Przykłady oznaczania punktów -

----

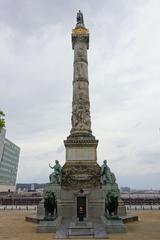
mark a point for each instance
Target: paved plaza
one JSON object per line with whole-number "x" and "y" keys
{"x": 14, "y": 227}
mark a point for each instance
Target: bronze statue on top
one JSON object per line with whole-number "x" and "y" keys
{"x": 80, "y": 21}
{"x": 56, "y": 176}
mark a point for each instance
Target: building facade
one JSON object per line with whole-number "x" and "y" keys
{"x": 9, "y": 158}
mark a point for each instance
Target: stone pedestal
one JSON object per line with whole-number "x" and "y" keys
{"x": 81, "y": 229}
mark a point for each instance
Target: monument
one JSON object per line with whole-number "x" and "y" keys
{"x": 86, "y": 194}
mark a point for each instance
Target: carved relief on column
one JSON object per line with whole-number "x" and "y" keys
{"x": 81, "y": 116}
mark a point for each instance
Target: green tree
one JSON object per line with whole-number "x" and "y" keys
{"x": 2, "y": 121}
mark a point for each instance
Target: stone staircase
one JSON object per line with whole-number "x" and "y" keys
{"x": 90, "y": 228}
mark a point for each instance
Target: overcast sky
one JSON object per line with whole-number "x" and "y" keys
{"x": 36, "y": 71}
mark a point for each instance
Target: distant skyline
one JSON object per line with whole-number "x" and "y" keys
{"x": 36, "y": 73}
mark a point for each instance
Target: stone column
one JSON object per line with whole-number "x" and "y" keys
{"x": 81, "y": 121}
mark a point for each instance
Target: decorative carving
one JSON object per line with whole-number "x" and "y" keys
{"x": 50, "y": 205}
{"x": 77, "y": 176}
{"x": 81, "y": 116}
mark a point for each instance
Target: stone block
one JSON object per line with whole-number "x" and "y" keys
{"x": 49, "y": 226}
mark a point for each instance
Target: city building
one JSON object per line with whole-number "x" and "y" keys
{"x": 9, "y": 158}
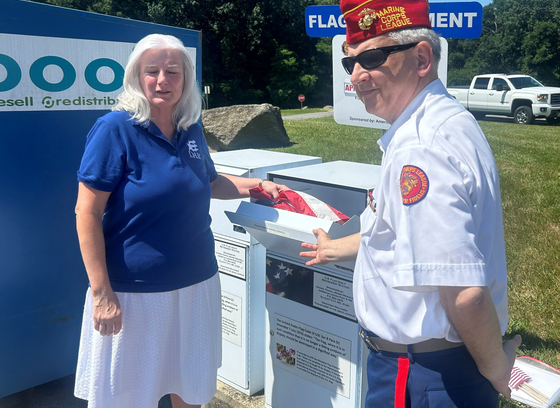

----

Krótkie zadanie -
Podaj wyłącznie liczbę wierszy w rekordach powyżej, które zawierają słowo „stone”.

Odpowiedź do zadania -
4